THE TASKS:
a - Write out the part of the passage on heat stress and worker safety from "The conference was" to "Rights at Work.".
b - Answer these questions on the passage on heat stress and worker safety:
(i) On what date is World Day for Safety and Health at Work held?
(ii) What position does Ruba Jaradat hold?
(iii) What share of total working hours worldwide is estimated to be lost every year?
c - Proceed with the passage on heat stress and worker safety, picking up after its final sentence.

SELECTED PASSAGE:

>> BEGIN

The conference was held just two weeks after World Day for Safety and Health at Work on 28 April. This year’s international day celebrated the decision made at the International Labour Conference in June 2022 to adopt a resolution that added the principle of a safe and healthy working environment to the ILO’s Fundamental Principles and Rights at Work.
“Unseasonably warm temperatures are not only causing significant disruption and damage to the environment, but their impact on human health is reaching alarming proportions,” said Ruba Jaradat, ILO Regional Director for Arab States. “Heat stress also reduces worker productivity. We estimate that 2 per cent of total working hours worldwide will be lost every year, either because it is too hot to work or because workers have to work at a slower pace. More concerted commitment by governments and employers is needed to prevent and mitigate the impact of heat stress on workers worldwide.”

>> END

DATA SHOWN:
>> BEGIN

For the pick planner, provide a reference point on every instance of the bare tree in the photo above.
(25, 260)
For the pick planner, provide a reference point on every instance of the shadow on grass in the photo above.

>> END

ANSWERS FOR THIS EXERCISE:
a -
The conference was held just two weeks after World Day for Safety and Health at Work on 28 April. This year’s international day celebrated the decision made at the International Labour Conference in June 2022 to adopt a resolution that added the principle of a safe and healthy working environment to the ILO’s Fundamental Principles and Rights at Work.

b -
(i) 28 April
(ii) ILO Regional Director for Arab States
(iii) 2 per cent

c -
To set the scene at the global level, ILO specialists discussed the findings of the Working on a warmer planet: The effect of heat stress on productivity and decent work report, as well as the latest research evidence on the effects of heat exposure on health, and policy recommendations.
The Government of Qatar presented an overview of the research on heat stress undertaken in the country in 2019, and how this informed new legislation , which entered into force in 2021. In addition to expanding the hours during the summer months when outdoor work is prohibited, the new measures also require annual health checks for workers and mandatory risk assessments to be prepared by enterprises.
Participants also shared international experiences on related research, featuring presentations on experiences from Africa, Asia, Europe, and Latin America.